Maryann H, April 4, 2006 - Hello, Could anyone give me any info on what to expect for my father who has been given only a few weeks left? He has decided to stop all meds, is in bed, has no pain and shortness of breath, but very little. The nurse said it could be weeks. The family is taking care of him and his congestive heart failure doctor's office calls every day to get an update. Is there anything I should know to do or ask. If you have any input please let me know. email@example.com
Jon, April 4, 2006 - Hi everyone, Thanks to all who donated last month to CHFpatients.com, Inc. Twenty-two people donated. Jon.
Michelle F, April 5, 2006 - Hello, My father went into the hospital because he was having trouble breathing. Previously he would go in and have the lung tapped to remove the fluid that builds up from his congestive heart failure. He never had angina but the doctors tweaked his medicines and added Imdur, among other things. From the moment they started "tweaking" his meds he has gone downhill extremely fast.

Actions to take:
1. For each statement below, say yes or no to whether it agrees with the forum posts, and quote the exact words from the posts that decide it. (a) Maryann's father has decided to stop all of his medications. (b) Thirty people donated last month to CHFpatients.com, Inc. (c) Michelle's father had a history of angina.
2. Reproduce the stretch of the forum posts from "Maryann H, April" through "people donated. Jon." word for word.

Stored data entries:
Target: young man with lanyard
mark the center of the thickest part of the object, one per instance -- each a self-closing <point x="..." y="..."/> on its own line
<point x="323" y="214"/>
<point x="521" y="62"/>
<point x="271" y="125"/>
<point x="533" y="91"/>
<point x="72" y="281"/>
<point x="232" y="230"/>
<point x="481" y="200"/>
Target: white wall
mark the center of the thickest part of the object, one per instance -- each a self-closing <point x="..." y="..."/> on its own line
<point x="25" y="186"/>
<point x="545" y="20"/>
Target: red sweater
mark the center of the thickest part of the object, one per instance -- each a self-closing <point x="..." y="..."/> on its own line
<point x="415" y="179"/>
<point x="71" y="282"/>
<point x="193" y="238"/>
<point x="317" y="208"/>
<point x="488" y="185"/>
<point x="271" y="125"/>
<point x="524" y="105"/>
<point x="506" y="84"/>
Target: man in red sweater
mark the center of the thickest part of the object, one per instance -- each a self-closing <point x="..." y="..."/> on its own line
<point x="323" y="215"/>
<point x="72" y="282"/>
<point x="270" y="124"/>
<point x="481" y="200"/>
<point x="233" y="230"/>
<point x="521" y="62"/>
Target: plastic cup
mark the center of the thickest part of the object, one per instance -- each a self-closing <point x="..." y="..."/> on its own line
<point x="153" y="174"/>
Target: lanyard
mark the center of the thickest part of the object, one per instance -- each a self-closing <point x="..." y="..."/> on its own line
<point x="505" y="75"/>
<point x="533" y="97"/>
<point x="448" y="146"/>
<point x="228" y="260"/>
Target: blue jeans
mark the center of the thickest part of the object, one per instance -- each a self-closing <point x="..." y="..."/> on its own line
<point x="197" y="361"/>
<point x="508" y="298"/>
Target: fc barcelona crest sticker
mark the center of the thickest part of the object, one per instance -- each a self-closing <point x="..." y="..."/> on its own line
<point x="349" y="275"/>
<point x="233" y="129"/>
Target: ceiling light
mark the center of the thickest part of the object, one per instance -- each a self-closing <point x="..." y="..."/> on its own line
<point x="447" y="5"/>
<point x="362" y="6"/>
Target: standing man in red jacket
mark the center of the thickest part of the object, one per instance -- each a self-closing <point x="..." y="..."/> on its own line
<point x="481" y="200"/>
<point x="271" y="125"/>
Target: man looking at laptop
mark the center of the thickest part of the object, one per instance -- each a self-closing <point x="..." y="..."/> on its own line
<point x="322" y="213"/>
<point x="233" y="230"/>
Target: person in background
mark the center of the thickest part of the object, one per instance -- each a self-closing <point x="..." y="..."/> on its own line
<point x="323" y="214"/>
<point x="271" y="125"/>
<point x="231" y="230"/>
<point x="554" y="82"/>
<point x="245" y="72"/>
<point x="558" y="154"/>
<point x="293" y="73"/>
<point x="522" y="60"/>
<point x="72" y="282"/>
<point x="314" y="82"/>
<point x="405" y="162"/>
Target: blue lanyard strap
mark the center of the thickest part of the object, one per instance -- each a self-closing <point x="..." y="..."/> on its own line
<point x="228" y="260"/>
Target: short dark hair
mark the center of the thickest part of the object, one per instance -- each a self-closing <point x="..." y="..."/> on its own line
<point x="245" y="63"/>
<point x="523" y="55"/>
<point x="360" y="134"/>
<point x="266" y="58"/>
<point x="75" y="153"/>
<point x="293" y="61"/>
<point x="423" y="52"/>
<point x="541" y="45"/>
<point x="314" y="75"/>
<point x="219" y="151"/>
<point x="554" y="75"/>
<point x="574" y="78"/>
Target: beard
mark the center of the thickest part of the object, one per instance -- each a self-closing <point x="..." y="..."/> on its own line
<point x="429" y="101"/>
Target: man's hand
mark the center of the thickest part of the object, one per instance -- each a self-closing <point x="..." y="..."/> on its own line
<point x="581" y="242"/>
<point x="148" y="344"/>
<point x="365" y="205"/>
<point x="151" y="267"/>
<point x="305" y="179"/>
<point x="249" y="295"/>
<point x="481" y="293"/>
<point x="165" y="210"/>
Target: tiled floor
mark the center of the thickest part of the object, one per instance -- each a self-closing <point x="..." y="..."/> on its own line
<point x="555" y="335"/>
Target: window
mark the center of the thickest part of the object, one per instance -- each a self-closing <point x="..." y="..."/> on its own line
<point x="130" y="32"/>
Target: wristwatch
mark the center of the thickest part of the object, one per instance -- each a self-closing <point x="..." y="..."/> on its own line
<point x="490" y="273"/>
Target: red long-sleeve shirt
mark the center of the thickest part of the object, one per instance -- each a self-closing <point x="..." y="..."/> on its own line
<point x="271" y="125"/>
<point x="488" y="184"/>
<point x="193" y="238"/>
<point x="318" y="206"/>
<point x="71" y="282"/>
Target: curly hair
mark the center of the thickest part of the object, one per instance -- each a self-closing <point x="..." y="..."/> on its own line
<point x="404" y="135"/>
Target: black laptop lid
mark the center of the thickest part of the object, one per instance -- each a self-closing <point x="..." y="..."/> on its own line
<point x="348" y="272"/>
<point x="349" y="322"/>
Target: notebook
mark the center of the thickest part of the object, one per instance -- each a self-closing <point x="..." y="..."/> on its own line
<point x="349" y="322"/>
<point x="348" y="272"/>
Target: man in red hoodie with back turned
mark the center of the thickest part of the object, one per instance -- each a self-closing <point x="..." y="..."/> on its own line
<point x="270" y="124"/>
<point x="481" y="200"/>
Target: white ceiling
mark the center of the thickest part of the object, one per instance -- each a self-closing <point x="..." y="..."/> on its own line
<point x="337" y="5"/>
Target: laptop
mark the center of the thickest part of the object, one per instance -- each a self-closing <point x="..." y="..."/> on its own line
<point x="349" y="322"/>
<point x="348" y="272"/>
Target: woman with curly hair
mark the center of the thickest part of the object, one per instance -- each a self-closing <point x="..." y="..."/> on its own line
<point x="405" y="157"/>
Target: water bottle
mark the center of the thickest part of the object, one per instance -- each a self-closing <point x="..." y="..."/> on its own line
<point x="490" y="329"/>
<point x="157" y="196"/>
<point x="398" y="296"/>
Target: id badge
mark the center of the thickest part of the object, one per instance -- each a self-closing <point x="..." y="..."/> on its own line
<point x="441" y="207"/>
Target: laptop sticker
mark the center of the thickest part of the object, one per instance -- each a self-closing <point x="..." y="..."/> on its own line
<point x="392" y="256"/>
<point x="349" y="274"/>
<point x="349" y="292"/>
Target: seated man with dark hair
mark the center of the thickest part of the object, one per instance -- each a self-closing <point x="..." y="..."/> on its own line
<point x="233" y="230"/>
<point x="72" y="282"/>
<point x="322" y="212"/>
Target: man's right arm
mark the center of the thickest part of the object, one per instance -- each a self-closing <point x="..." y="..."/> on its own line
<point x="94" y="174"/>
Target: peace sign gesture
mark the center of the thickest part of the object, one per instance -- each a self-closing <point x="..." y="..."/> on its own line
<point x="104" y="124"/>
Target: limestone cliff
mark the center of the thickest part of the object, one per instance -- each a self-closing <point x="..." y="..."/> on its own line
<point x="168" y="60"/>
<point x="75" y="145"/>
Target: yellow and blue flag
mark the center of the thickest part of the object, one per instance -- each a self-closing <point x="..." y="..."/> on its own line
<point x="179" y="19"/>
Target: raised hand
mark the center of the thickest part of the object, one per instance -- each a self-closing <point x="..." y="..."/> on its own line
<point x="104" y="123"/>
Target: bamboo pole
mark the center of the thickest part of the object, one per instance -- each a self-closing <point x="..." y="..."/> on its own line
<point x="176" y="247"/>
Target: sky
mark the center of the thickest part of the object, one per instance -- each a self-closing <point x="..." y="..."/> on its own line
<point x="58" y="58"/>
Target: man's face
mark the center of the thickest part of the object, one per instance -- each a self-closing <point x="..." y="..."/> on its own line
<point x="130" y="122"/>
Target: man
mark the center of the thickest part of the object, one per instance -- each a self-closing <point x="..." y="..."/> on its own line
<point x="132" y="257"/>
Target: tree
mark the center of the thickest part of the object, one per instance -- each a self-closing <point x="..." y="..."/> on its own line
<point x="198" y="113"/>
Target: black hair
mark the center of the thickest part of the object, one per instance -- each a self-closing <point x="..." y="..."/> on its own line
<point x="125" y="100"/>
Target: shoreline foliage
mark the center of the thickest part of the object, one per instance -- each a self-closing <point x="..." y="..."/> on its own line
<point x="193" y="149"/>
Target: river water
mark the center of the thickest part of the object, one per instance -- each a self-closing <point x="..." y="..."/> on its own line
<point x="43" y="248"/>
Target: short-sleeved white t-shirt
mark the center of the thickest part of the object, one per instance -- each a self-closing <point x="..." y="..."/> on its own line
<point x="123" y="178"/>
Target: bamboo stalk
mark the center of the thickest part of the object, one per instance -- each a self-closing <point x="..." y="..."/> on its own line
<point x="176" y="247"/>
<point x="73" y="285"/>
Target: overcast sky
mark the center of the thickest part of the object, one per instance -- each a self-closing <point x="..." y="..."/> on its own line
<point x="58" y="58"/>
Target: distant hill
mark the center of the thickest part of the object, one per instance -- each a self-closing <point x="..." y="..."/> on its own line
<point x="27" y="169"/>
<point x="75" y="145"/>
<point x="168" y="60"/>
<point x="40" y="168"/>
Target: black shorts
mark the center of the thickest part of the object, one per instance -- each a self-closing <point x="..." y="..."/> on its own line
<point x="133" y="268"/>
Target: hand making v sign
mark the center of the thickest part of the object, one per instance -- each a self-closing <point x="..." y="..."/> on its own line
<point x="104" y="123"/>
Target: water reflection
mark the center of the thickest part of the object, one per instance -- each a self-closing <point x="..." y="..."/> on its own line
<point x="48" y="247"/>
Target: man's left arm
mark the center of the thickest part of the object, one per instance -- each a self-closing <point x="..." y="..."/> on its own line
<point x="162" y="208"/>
...
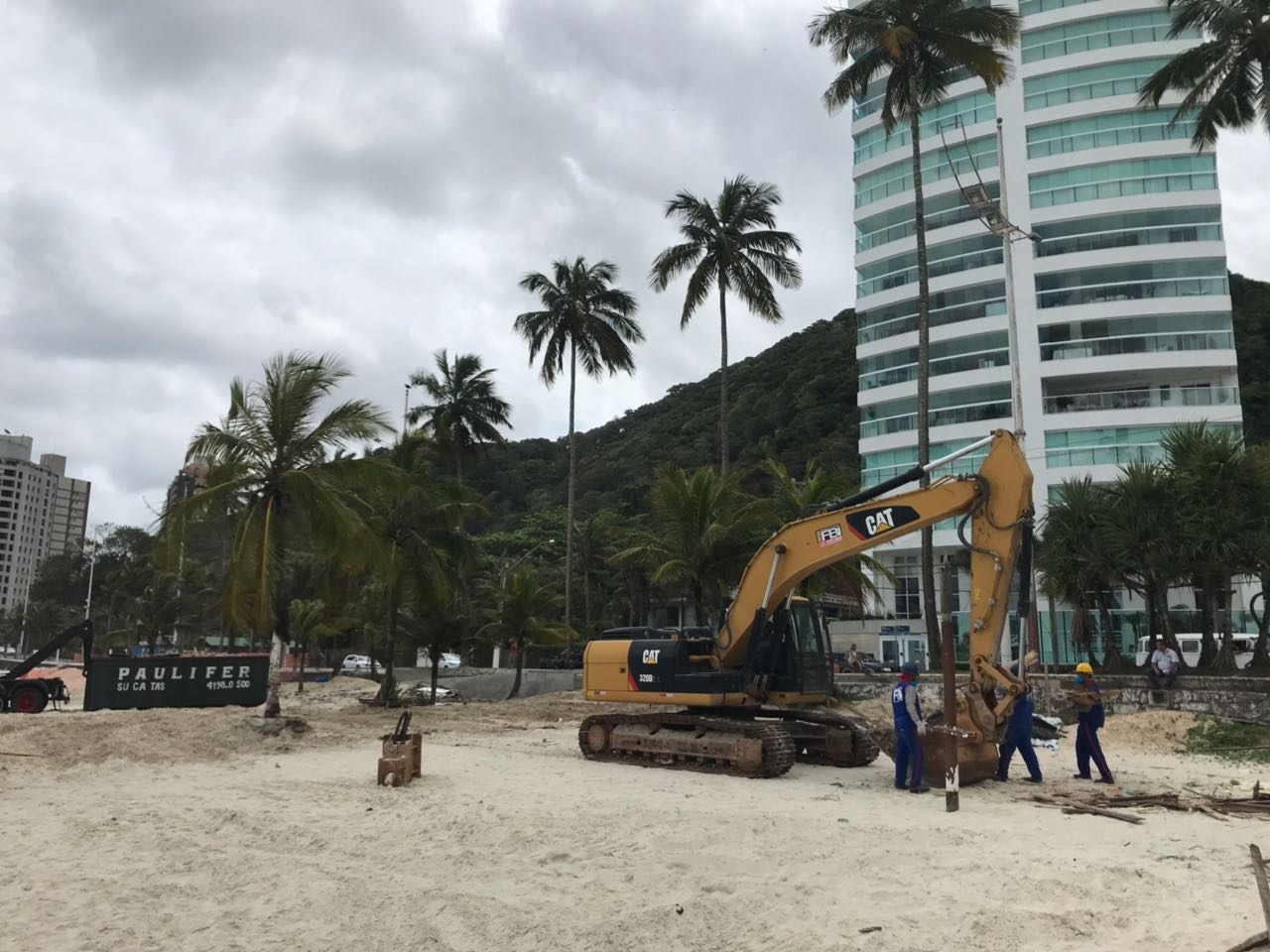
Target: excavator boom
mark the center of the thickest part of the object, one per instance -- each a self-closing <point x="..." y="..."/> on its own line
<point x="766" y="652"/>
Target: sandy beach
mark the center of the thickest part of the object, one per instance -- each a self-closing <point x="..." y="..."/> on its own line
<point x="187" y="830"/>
* * *
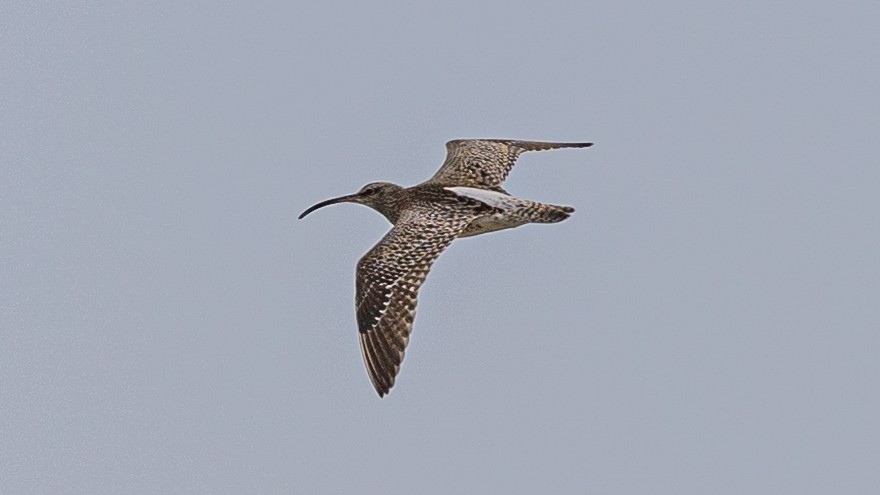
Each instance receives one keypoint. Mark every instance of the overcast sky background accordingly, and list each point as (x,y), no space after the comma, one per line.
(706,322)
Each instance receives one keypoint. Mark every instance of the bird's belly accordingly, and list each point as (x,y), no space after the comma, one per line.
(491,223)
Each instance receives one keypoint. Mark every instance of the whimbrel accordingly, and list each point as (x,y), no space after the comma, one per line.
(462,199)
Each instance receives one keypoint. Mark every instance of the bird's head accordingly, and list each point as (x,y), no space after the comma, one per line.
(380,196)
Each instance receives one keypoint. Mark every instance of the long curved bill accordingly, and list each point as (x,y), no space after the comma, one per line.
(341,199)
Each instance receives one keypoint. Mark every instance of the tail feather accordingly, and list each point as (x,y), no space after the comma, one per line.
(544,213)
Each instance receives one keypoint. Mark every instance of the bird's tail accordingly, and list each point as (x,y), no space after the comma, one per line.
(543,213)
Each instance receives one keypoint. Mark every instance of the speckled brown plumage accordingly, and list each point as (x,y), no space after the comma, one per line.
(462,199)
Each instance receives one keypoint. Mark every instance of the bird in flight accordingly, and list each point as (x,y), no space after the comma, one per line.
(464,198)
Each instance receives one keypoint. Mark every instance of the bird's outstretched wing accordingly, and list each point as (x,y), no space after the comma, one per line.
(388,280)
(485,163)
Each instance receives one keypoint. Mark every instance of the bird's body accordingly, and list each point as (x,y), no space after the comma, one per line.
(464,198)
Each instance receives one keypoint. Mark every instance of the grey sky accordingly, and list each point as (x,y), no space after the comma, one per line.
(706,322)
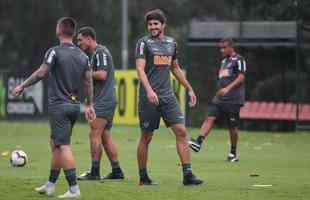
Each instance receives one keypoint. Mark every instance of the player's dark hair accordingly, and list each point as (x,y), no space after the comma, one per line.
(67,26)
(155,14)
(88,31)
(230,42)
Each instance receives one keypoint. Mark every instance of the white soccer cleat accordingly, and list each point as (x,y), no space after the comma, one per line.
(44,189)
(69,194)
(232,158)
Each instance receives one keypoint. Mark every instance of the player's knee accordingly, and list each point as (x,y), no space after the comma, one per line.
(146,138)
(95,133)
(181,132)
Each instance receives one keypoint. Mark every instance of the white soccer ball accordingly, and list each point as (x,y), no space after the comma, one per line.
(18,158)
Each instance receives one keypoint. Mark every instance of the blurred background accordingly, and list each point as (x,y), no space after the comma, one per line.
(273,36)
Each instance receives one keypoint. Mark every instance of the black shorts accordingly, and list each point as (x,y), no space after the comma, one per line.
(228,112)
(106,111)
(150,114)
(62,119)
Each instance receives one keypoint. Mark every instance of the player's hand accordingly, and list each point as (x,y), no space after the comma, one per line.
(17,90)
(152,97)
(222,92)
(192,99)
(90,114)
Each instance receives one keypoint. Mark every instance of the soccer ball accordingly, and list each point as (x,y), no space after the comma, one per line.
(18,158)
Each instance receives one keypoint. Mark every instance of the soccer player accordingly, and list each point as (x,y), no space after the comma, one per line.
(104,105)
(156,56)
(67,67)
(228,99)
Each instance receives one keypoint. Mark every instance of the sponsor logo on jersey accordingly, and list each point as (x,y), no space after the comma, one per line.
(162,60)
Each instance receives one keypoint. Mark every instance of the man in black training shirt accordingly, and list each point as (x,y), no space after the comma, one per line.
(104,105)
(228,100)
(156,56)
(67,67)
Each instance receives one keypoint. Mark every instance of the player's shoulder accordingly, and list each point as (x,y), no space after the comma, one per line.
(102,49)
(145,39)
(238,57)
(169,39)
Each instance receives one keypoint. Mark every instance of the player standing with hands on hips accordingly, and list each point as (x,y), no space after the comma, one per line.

List of answers:
1.
(a) Yes: "He has decided to stop all meds"
(b) No: "Twenty-two people donated."
(c) No: "He never had angina"

2.
Maryann H, April 4, 2006 - Hello, Could anyone give me any info on what to expect for my father who has been given only a few weeks left? He has decided to stop all meds, is in bed, has no pain and shortness of breath, but very little. The nurse said it could be weeks. The family is taking care of him and his congestive heart failure doctor's office calls every day to get an update. Is there anything I should know to do or ask. If you have any input please let me know. email@example.com
Jon, April 4, 2006 - Hi everyone, Thanks to all who donated last month to CHFpatients.com, Inc. Twenty-two people donated. Jon.